- [TASK TO CARRY OUT]: Reproduce the full passage on the Burroughs Family Farm and its organic almonds word for word.

Earl’s loves roasting organic almonds and snacking on them throughout the day. We are spoiled in California with over 90% of the world’s commercial production coming out of the Sacramento and San Joaquin Valleys.
The Burroughs Family Farm comes from 5 generations of farming in the San Joaquin Valley. Originally in the dairy business in the 1970’s they started farming almonds in the 1980’s. Located in a very rural area just outside of Denair, their town is jokingly called Burroughsville. Rosie and Ward Burroughs farm organic almonds and operate an organic pasture-based dairy. They began the organic conversion on their almond orchards 9 years ago when their daughter Benina was pregnant with her first child. Benina felt it was the right thing to do and didn’t want her family and her workers to be exposed to pesticides. Two children later and one on the way, Benina lives and works on their farm with her husband Heriberto and her parents.

- [DATA SHOWN]:
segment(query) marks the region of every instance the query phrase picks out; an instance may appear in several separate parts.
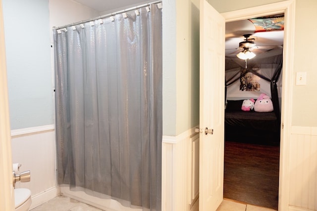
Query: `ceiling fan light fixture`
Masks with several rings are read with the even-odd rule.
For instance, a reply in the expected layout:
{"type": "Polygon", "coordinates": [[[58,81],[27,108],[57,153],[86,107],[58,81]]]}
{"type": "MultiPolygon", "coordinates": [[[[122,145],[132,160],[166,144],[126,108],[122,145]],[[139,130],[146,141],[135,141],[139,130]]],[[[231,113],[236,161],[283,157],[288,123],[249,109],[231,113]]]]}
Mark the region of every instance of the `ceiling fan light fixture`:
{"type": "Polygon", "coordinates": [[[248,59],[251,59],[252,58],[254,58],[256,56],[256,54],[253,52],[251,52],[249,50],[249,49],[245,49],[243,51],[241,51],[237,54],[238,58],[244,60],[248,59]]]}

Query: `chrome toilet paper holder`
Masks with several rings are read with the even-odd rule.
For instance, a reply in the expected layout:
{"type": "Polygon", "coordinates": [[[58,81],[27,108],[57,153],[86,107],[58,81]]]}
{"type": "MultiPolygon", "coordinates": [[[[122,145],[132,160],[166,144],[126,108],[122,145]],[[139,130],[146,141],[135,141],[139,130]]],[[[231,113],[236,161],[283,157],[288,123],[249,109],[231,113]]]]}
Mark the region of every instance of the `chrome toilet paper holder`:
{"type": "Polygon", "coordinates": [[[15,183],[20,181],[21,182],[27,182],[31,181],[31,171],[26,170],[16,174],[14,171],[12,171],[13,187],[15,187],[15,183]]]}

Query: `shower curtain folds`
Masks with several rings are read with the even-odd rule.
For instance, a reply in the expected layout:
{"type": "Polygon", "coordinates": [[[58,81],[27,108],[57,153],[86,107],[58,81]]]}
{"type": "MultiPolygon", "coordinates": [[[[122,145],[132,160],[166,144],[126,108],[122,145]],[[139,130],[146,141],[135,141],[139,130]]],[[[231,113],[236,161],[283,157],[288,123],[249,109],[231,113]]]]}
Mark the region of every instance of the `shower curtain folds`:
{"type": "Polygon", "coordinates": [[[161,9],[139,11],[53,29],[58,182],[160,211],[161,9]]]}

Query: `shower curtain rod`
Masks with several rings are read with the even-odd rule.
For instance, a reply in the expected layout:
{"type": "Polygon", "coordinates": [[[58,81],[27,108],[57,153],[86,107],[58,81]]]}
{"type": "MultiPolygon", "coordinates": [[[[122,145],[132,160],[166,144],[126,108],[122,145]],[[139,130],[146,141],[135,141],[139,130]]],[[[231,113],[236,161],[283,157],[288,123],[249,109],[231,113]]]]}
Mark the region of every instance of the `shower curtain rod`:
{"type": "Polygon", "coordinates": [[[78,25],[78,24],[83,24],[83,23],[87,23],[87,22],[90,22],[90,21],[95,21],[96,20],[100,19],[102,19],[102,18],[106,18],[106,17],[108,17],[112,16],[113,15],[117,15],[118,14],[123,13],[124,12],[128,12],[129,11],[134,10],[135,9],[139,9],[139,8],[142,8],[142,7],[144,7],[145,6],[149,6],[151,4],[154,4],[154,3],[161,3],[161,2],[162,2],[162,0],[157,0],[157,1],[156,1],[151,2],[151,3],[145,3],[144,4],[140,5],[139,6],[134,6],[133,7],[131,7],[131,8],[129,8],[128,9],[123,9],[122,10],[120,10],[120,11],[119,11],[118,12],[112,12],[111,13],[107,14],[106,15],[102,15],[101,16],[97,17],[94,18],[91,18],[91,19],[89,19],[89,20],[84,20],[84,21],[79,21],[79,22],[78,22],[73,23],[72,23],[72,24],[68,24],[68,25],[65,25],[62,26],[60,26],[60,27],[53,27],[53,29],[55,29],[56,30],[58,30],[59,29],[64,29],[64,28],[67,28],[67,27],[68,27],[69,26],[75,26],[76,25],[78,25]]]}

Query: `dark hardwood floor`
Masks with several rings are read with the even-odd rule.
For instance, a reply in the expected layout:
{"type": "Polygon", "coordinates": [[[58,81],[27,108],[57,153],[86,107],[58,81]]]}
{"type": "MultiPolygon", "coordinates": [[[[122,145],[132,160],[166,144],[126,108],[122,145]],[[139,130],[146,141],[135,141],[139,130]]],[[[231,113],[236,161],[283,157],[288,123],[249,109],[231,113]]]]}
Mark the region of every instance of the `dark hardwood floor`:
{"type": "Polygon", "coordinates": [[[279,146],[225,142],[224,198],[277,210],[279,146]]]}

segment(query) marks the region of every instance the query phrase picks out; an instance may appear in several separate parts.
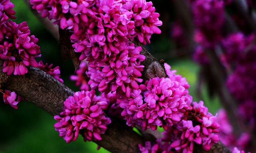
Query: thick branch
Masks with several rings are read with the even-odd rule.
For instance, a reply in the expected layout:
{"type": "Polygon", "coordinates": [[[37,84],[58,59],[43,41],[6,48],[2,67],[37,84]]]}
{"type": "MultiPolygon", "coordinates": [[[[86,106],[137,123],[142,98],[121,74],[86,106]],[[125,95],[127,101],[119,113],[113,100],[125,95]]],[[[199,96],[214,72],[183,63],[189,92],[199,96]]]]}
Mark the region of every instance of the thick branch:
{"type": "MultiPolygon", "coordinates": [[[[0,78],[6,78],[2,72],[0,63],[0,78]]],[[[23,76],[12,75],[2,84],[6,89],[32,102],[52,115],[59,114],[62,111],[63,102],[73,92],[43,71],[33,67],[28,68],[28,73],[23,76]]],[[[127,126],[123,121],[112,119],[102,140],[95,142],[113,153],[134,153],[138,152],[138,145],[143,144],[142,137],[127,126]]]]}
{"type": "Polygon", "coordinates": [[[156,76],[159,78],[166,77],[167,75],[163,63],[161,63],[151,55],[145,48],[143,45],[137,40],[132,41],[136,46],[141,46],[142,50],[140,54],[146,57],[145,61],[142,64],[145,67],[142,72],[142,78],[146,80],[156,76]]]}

--

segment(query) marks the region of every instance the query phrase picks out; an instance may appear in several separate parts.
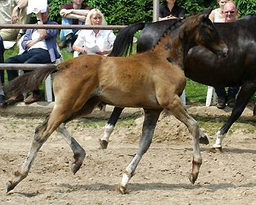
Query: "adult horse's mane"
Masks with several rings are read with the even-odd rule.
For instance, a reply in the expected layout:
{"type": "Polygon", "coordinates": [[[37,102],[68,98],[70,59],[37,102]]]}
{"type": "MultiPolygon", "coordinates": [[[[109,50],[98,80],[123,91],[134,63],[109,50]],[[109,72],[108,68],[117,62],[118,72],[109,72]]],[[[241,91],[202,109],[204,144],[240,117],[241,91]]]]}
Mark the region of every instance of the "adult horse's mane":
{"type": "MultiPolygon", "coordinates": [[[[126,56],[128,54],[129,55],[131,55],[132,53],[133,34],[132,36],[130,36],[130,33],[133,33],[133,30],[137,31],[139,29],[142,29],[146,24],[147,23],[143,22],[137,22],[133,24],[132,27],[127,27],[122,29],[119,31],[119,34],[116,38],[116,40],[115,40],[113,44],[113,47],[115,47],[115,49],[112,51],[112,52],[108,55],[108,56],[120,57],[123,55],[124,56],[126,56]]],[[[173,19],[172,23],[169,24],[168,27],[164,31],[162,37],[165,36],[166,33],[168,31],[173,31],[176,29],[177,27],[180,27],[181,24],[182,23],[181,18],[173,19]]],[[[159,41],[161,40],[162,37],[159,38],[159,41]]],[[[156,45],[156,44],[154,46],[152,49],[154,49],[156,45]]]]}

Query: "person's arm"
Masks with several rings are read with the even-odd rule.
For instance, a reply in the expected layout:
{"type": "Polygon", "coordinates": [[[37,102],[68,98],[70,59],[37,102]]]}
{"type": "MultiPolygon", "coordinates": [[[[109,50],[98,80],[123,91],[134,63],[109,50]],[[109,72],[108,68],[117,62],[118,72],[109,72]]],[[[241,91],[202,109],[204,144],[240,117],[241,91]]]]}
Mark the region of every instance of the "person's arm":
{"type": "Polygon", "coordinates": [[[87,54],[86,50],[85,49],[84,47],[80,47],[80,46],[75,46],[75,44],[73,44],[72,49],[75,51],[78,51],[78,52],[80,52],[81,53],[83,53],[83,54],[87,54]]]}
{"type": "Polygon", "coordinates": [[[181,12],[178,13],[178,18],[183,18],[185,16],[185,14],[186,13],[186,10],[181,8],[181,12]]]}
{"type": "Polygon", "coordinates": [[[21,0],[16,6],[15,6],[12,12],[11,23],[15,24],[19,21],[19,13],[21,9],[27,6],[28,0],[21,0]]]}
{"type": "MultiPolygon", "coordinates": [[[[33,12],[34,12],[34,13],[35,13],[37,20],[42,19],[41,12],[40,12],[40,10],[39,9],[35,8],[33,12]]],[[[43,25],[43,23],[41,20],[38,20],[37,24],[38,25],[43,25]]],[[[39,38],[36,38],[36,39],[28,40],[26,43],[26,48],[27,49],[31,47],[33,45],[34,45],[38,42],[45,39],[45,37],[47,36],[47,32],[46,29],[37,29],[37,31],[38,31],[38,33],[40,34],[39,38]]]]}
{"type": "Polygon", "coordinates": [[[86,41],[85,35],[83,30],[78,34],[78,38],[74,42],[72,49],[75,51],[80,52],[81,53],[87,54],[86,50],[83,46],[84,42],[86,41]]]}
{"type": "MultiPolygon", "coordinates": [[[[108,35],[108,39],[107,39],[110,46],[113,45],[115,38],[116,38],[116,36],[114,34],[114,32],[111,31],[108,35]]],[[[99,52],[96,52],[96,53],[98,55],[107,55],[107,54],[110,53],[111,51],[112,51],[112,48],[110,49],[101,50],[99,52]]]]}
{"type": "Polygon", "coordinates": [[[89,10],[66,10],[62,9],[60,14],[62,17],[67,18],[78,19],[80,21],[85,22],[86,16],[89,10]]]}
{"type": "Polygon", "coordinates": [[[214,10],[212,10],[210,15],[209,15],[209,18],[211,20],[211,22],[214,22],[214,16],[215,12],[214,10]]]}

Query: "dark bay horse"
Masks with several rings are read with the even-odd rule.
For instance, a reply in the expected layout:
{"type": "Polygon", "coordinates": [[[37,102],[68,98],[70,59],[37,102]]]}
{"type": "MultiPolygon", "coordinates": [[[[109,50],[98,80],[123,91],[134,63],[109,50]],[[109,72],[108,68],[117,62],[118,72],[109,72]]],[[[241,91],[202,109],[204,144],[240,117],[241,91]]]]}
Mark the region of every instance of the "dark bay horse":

- [ANSWER TO THIS TASK]:
Earl’s loves roasting organic almonds and snacking on them throughout the day. We are spoiled in California with over 90% of the world’s commercial production coming out of the Sacramento and San Joaquin Valleys.
The Burroughs Family Farm comes from 5 generations of farming in the San Joaquin Valley. Originally in the dairy business in the 1970’s they started farming almonds in the 1980’s. Located in a very rural area just outside of Denair, their town is jokingly called Burroughsville. Rosie and Ward Burroughs farm organic almonds and operate an organic pasture-based dairy. They began the organic conversion on their almond orchards 9 years ago when their daughter Benina was pregnant with her first child. Benina felt it was the right thing to do and didn’t want her family and her workers to be exposed to pesticides. Two children later and one on the way, Benina lives and works on their farm with her husband Heriberto and her parents.